[Instructions for the task] Copy these lines out exactly as they stand, covering every one of the records.

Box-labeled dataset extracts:
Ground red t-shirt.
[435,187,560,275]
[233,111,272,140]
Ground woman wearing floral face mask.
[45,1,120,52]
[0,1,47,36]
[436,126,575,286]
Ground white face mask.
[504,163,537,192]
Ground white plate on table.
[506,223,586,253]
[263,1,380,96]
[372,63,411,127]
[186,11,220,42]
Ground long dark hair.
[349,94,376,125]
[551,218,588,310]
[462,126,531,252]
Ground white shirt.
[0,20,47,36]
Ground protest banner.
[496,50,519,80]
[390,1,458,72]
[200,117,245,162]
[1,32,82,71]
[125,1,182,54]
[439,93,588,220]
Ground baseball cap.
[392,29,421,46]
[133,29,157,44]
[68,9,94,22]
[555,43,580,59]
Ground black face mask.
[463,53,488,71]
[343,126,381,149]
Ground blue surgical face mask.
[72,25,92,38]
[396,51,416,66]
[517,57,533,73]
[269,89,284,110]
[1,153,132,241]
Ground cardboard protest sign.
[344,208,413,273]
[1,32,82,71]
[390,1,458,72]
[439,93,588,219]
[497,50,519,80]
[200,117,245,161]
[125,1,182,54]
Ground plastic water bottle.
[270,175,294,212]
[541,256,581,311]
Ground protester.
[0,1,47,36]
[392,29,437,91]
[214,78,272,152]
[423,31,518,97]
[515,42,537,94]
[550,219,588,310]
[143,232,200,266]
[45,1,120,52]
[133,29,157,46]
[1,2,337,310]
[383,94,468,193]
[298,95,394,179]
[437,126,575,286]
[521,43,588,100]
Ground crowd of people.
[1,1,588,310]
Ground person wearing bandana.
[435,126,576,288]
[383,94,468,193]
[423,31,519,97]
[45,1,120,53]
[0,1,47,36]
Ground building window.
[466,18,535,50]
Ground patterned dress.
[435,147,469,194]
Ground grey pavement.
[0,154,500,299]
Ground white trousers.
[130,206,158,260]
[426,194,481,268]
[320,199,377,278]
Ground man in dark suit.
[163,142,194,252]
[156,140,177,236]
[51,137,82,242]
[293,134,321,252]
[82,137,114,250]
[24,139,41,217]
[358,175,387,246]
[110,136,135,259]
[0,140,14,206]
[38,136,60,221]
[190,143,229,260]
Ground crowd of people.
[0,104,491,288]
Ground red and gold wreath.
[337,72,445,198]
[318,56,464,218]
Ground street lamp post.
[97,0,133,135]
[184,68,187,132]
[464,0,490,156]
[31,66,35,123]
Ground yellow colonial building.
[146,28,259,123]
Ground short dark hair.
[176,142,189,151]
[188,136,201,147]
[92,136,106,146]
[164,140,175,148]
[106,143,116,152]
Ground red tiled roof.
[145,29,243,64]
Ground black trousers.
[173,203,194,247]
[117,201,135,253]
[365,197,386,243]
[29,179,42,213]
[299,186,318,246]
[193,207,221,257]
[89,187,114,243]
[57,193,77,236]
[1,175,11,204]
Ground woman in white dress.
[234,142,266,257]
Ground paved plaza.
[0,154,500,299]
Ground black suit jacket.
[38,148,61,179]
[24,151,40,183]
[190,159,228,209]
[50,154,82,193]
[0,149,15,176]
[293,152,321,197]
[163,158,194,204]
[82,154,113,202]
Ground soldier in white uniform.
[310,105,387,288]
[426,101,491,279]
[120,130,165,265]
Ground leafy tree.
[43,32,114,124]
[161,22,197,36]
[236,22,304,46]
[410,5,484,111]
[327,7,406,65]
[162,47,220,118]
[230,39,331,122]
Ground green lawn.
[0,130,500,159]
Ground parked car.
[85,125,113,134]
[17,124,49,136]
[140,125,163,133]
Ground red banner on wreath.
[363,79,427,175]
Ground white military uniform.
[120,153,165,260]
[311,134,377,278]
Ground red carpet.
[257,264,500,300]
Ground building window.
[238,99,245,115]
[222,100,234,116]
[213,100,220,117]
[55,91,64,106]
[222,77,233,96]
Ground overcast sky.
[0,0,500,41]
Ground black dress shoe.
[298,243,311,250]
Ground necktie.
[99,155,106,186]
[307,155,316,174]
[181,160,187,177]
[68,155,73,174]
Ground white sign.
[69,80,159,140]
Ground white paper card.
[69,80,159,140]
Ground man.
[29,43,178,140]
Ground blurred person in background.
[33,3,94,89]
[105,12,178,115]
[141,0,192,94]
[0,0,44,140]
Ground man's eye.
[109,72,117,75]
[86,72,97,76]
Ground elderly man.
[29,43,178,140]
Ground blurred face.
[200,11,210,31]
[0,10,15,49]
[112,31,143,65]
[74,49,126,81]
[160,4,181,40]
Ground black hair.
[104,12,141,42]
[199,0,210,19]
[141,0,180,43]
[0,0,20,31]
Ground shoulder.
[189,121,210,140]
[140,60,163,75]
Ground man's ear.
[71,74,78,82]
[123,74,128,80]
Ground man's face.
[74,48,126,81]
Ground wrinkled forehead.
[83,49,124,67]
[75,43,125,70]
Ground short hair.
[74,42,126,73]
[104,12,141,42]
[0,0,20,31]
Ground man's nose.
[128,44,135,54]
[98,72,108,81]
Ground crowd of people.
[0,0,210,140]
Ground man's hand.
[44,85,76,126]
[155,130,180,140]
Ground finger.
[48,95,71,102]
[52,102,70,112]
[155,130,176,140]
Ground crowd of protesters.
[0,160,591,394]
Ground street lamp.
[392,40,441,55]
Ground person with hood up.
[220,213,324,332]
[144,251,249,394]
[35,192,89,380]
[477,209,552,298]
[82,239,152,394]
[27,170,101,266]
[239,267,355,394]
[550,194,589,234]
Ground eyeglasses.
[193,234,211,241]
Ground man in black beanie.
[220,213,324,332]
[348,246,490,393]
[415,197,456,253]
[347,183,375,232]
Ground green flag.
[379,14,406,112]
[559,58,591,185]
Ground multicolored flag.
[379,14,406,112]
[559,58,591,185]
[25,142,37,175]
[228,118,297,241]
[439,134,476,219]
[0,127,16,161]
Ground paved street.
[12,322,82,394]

[Solution for this problem]
Ground red t-shirt.
[435,187,560,275]
[233,111,272,140]
Ground woman wearing floral face mask.
[45,1,120,52]
[0,1,47,36]
[436,126,575,286]
Ground white face mask.
[504,163,537,192]
Ground white plate on table.
[506,223,586,253]
[263,1,380,96]
[372,63,411,127]
[186,11,220,42]
Ground long dark hair.
[349,94,376,125]
[551,218,588,310]
[462,126,531,252]
Ground white shirt.
[0,20,47,36]
Ground protest banner.
[496,50,519,80]
[390,1,458,72]
[200,117,245,162]
[1,32,82,71]
[125,1,182,54]
[439,93,588,220]
Ground baseball cap.
[392,29,421,46]
[133,29,157,44]
[68,9,94,22]
[555,43,580,59]
Ground black face mask.
[463,53,488,71]
[343,126,381,149]
Ground blue surgical face mask.
[72,25,92,38]
[396,51,416,66]
[517,57,533,73]
[269,89,284,110]
[1,153,132,241]
Ground cardboard protest sign.
[344,208,413,273]
[1,32,82,71]
[390,1,458,72]
[439,93,588,219]
[497,50,519,80]
[200,117,245,161]
[125,1,182,54]
Ground plastic water bottle.
[270,175,294,212]
[541,256,581,311]
Ground protester.
[0,1,47,36]
[392,29,437,91]
[214,78,272,152]
[423,31,518,97]
[515,42,537,94]
[550,219,588,310]
[143,232,200,266]
[45,1,120,52]
[133,29,157,46]
[1,2,337,310]
[383,94,468,193]
[298,95,394,179]
[437,126,575,286]
[521,43,588,100]
Ground crowd of people.
[1,1,588,310]
Ground person wearing bandana.
[435,126,576,288]
[383,94,468,193]
[423,31,519,97]
[45,1,120,53]
[0,1,47,36]
Ground building window.
[466,18,535,50]
Ground patterned dress.
[435,147,469,194]
Ground grey pavement.
[0,154,500,299]
Ground white trousers.
[130,206,158,260]
[426,194,481,268]
[320,199,377,278]
Ground man in dark suit.
[163,142,194,252]
[156,140,177,236]
[51,137,82,242]
[293,134,321,252]
[82,137,114,250]
[24,139,41,217]
[358,175,387,246]
[110,136,135,259]
[0,140,14,206]
[38,136,60,221]
[190,143,229,260]
Ground crowd of people.
[0,104,491,288]
Ground red and gold wreath.
[337,72,445,198]
[318,56,464,218]
Ground street lamp post.
[97,0,133,135]
[184,68,187,132]
[464,0,490,156]
[31,66,35,123]
Ground yellow colonial building.
[146,28,259,123]
Ground short dark hair.
[176,142,189,151]
[188,136,201,147]
[92,136,106,146]
[164,140,175,148]
[106,143,116,152]
Ground red tiled roof.
[145,29,243,64]
Ground black trousers.
[173,203,194,247]
[117,201,135,253]
[365,197,386,243]
[29,179,42,213]
[299,186,318,246]
[193,207,221,257]
[89,187,114,243]
[57,193,77,236]
[1,175,11,204]
Ground woman in white dress.
[234,142,266,257]
Ground paved plaza.
[0,154,500,299]
Ground black suit jacket.
[38,148,61,179]
[24,151,40,183]
[190,159,228,209]
[50,154,82,193]
[0,149,15,176]
[293,152,321,197]
[163,158,194,204]
[82,154,113,202]
Ground soldier in white uniform.
[310,105,387,288]
[426,101,491,279]
[120,130,165,265]
Ground leafy tree.
[43,32,114,124]
[161,22,197,36]
[236,22,304,46]
[410,5,484,111]
[327,7,406,65]
[162,47,220,118]
[230,39,331,122]
Ground green lawn.
[0,130,500,159]
Ground parked car.
[85,125,113,134]
[17,124,49,136]
[140,125,163,133]
Ground red banner on wreath.
[363,79,427,175]
Ground white military uniform.
[120,153,165,260]
[311,134,377,278]
Ground red carpet.
[257,264,500,300]
Ground building window.
[238,99,245,115]
[222,100,234,116]
[213,100,220,117]
[55,91,64,106]
[222,77,233,96]
Ground overcast sky.
[0,0,500,41]
Ground black dress shoe.
[298,243,311,250]
Ground necktie.
[99,155,106,186]
[307,155,316,174]
[181,160,187,177]
[68,155,73,174]
Ground white sign.
[69,80,159,140]
Ground white paper card.
[69,80,159,140]
Ground man.
[29,43,178,140]
Ground blurred person in background.
[33,3,94,89]
[105,12,178,115]
[141,0,192,94]
[0,0,44,140]
Ground man's eye.
[109,72,117,75]
[86,72,97,76]
Ground elderly man.
[29,43,178,140]
Ground blurred face.
[200,11,210,31]
[0,10,15,49]
[112,31,143,65]
[74,49,126,81]
[160,4,181,40]
Ground black hair.
[104,12,141,42]
[199,0,210,19]
[141,0,180,43]
[0,0,20,31]
Ground shoulder.
[189,121,210,140]
[140,60,163,75]
Ground man's ear.
[71,74,78,82]
[123,74,128,80]
Ground man's face.
[74,48,126,81]
Ground wrinkled forehead.
[83,49,124,67]
[75,43,125,70]
Ground short hair.
[74,42,126,73]
[104,12,141,42]
[0,0,20,31]
Ground man's nose.
[128,44,135,54]
[98,72,108,81]
Ground crowd of people.
[0,0,210,140]
Ground man's hand.
[44,85,76,126]
[155,130,180,140]
Ground finger.
[48,95,71,102]
[52,102,70,112]
[155,130,176,140]
Ground crowd of protesters.
[0,160,591,394]
Ground street lamp.
[392,40,441,55]
Ground person with hood up.
[220,213,324,332]
[144,251,249,394]
[35,192,89,380]
[477,209,552,298]
[82,239,152,394]
[27,170,101,266]
[239,267,355,394]
[550,194,589,234]
Ground eyeglasses.
[193,234,211,241]
Ground man in black beanie.
[220,213,324,332]
[348,246,490,393]
[415,197,456,253]
[347,183,375,232]
Ground green flag.
[379,14,406,112]
[559,58,591,185]
Ground multicolored flag.
[379,14,406,112]
[559,58,591,185]
[25,142,37,175]
[228,118,297,241]
[439,134,476,219]
[0,127,16,161]
Ground paved street.
[12,322,82,394]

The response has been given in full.